## Material shown
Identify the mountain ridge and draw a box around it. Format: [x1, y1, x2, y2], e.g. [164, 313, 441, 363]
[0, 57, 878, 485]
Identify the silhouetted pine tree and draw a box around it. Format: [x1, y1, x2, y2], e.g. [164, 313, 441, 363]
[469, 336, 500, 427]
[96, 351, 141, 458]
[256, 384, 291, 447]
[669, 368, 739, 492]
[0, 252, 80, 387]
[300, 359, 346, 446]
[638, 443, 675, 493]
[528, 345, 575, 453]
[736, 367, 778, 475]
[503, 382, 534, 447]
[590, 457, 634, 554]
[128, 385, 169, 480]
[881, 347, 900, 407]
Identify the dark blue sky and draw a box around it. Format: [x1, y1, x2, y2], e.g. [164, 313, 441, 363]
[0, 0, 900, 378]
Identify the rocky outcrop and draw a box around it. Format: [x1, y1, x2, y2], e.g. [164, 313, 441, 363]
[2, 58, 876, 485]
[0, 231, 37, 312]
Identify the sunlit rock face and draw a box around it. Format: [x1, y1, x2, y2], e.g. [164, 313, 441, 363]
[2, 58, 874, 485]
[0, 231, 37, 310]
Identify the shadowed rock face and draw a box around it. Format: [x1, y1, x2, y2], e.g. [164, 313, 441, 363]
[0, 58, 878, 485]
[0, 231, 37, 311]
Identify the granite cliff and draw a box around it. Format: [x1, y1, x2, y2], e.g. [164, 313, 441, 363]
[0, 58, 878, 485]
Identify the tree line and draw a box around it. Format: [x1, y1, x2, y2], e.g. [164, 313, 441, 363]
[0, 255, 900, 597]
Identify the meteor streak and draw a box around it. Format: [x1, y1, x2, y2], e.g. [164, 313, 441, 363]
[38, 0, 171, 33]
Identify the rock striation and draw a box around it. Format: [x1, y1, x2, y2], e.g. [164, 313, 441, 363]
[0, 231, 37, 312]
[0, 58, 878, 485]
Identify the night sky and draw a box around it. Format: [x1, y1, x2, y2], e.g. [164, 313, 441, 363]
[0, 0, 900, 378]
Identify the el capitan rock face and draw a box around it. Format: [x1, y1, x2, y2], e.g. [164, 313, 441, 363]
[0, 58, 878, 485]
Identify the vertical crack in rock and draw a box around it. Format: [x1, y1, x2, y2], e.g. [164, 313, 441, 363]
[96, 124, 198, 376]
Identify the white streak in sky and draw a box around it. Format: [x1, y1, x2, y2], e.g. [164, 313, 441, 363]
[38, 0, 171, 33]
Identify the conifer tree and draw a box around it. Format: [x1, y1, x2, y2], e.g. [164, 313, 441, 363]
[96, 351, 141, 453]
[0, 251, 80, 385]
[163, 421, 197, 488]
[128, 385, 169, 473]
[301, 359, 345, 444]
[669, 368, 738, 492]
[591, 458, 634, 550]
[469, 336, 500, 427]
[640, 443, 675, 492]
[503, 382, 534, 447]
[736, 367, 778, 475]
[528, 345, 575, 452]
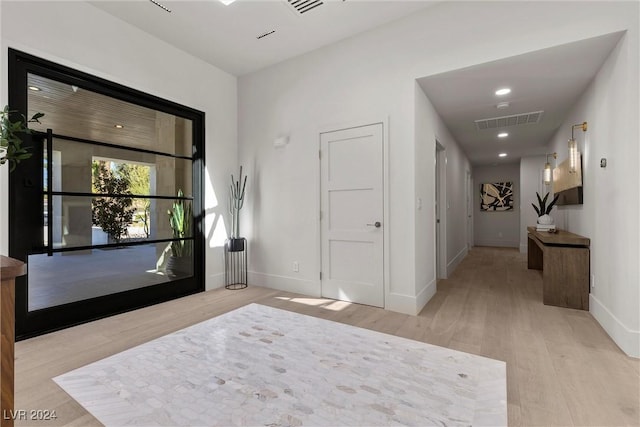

## Work to be completed
Copy every one of the records above word for word, omitting the pictures.

## The reply
Identify the mountain ridge and draw a box around it. Format: [x1, y1, x2, y2], e.g. [164, 313, 441, 363]
[0, 57, 878, 485]
Identify the silhouetted pine tree and draw a box around it. Format: [x1, y1, x2, y2], e.g. [164, 313, 441, 363]
[469, 336, 500, 427]
[96, 351, 141, 458]
[256, 384, 291, 447]
[669, 368, 739, 492]
[0, 252, 80, 387]
[300, 359, 346, 446]
[638, 443, 675, 493]
[528, 345, 575, 453]
[736, 367, 778, 475]
[503, 382, 534, 447]
[590, 457, 634, 554]
[128, 385, 169, 480]
[881, 347, 900, 407]
Identify the dark blue sky and draw a box around it. Format: [x1, y1, x2, y2], e.g. [164, 313, 441, 363]
[0, 0, 900, 378]
Identify the rocky outcrop and draw a box around it. Format: [x1, y1, x2, y2], e.g. [164, 313, 441, 363]
[2, 58, 876, 485]
[0, 231, 37, 312]
Identify the sunlit rock face and draw a box around it. Format: [x1, y1, x2, y2], e.g. [164, 313, 441, 363]
[2, 58, 874, 485]
[0, 231, 37, 310]
Identify the shadowed rock face and draw a box around it. Format: [x1, y1, x2, y2], e.g. [164, 313, 441, 363]
[0, 58, 878, 485]
[0, 231, 37, 311]
Identify the granite cliff and draw a box around it. Format: [x1, y1, x2, y2], e.g. [164, 313, 441, 363]
[0, 58, 878, 485]
Identify the tree line and draw a box around it. Format: [x1, y1, x2, y2], e.g. [164, 313, 441, 363]
[0, 255, 900, 597]
Identify the meteor streak and draw a box around it. Format: [x1, y1, x2, y2], e.g. [164, 313, 441, 363]
[38, 0, 171, 33]
Identify the rock striation and draw a box around it. Format: [x1, y1, x2, y2], e.g. [164, 313, 441, 363]
[0, 231, 37, 312]
[0, 58, 878, 485]
Identify the night sky and draw a box around it. Format: [x1, y1, x2, y2], e.g. [164, 313, 441, 363]
[0, 0, 900, 378]
Identify the el capitan rock face and draw a box around it. Format: [x1, y1, x2, y2], e.g. [164, 313, 441, 363]
[0, 58, 878, 485]
Identify the vertical crack in rock and draw a box around it. Format: [x1, y1, x2, y2], e.g. [164, 313, 441, 363]
[96, 124, 198, 376]
Identify the white streak in sky and draw a box around it. Format: [x1, y1, x2, y2], e.g. [164, 313, 441, 363]
[38, 0, 171, 33]
Identify the conifer tree and draw a box around it. Format: [x1, y1, x2, y2], e.g. [164, 313, 441, 363]
[96, 351, 141, 453]
[0, 251, 80, 385]
[163, 421, 197, 488]
[128, 385, 169, 473]
[301, 359, 345, 444]
[669, 368, 738, 492]
[591, 458, 634, 550]
[469, 336, 500, 427]
[640, 443, 675, 492]
[503, 382, 534, 447]
[736, 367, 778, 475]
[528, 345, 575, 452]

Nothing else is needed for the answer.